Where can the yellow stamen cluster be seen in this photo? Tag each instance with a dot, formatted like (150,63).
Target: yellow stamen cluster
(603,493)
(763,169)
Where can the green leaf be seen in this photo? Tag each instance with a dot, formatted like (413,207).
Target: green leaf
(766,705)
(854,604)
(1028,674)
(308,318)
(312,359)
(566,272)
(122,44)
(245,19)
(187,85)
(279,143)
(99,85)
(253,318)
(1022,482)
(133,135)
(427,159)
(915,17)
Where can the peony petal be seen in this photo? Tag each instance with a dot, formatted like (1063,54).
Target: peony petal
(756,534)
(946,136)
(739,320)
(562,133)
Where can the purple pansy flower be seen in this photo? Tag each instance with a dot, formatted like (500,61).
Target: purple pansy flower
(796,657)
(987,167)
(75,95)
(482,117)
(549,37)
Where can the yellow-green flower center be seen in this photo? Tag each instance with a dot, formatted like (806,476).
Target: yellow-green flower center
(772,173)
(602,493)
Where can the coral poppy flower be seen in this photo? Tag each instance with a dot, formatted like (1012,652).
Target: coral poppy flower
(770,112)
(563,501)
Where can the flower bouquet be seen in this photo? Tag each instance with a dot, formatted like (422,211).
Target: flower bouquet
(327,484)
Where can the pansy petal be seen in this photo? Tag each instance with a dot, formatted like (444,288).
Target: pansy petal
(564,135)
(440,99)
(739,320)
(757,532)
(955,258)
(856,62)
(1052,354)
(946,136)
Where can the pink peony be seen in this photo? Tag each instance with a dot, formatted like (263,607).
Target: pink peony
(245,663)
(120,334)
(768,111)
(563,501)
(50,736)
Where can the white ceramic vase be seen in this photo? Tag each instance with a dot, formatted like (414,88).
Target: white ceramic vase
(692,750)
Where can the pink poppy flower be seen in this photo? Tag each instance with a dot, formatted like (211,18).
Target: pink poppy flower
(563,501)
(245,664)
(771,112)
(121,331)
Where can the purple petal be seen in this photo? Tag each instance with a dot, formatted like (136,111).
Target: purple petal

* [Exercise instructions]:
Set out every line of the records above as a JSON list of strings, one string per line, with blank lines left out.

* [Output for this exercise]:
[
  "Where can the yellow stamen cluster be seen in this photo? Tag each instance with a dot, formatted like (150,63).",
  "Target: yellow stamen cluster",
  "(603,493)",
  "(763,169)",
  "Where can the green leaf be seen in this photo? Tag each instance with a dot, formatted like (413,207).",
  "Target: green leaf",
  "(766,705)",
  "(854,604)",
  "(1028,674)",
  "(308,318)",
  "(312,359)",
  "(566,272)",
  "(122,44)",
  "(245,19)",
  "(187,85)",
  "(279,143)",
  "(99,85)",
  "(253,318)",
  "(1022,482)",
  "(133,135)",
  "(427,159)",
  "(915,17)",
  "Where can the peony petal be seen in this photo? Tag each instance with a dot, formatted like (1063,54).",
  "Target: peony petal",
  "(756,534)",
  "(946,136)",
  "(739,320)",
  "(562,133)",
  "Where can the purple pansy flower be seen in this photo? Tag each instance with a dot, formatted like (500,61).",
  "Target: purple pansy flower",
  "(796,657)",
  "(987,167)",
  "(75,95)",
  "(482,117)",
  "(549,37)",
  "Where can the yellow-green flower center be seen in this photo? Tag each instance with a dot, formatted like (806,476).",
  "Target: yellow-green flower center",
  "(772,173)",
  "(602,493)",
  "Where can the coral poppy flower be seen in this photo? Tag each instance with a dot, formatted like (1012,652).",
  "Target: coral poppy flower",
  "(770,112)",
  "(563,501)",
  "Where can the flower bouquet be seen in this photo? Tag each instance with a dot, formatted like (422,211).",
  "Target: flower bouquet",
  "(327,484)",
  "Where can the pansy petal be seen in this photo? Tag each instance with a dot, formatted like (444,288).",
  "Target: pansy petal",
  "(564,135)",
  "(440,99)",
  "(739,320)",
  "(757,532)",
  "(955,258)",
  "(856,62)",
  "(1052,354)",
  "(946,136)",
  "Where can the pink peony be seen in this photo? Tag each instance with a dot, formatted like (263,607).",
  "Target: pink peony",
  "(245,663)",
  "(120,334)",
  "(768,111)",
  "(563,501)",
  "(50,736)",
  "Where can the white ceramic vase be seen in this photo? Tag each instance with a dot, formatted like (414,88).",
  "Target: white ceramic vase",
  "(692,750)",
  "Where can the pink poppy flower be seen in this photo? Tag each instance with a dot, formatted like (211,18).",
  "Target: pink poppy flower",
  "(563,501)",
  "(245,664)",
  "(771,112)",
  "(121,331)",
  "Where can the purple petal be seen in this photo? Tag each instance with a dot, formatted like (136,111).",
  "Target: purple petal"
]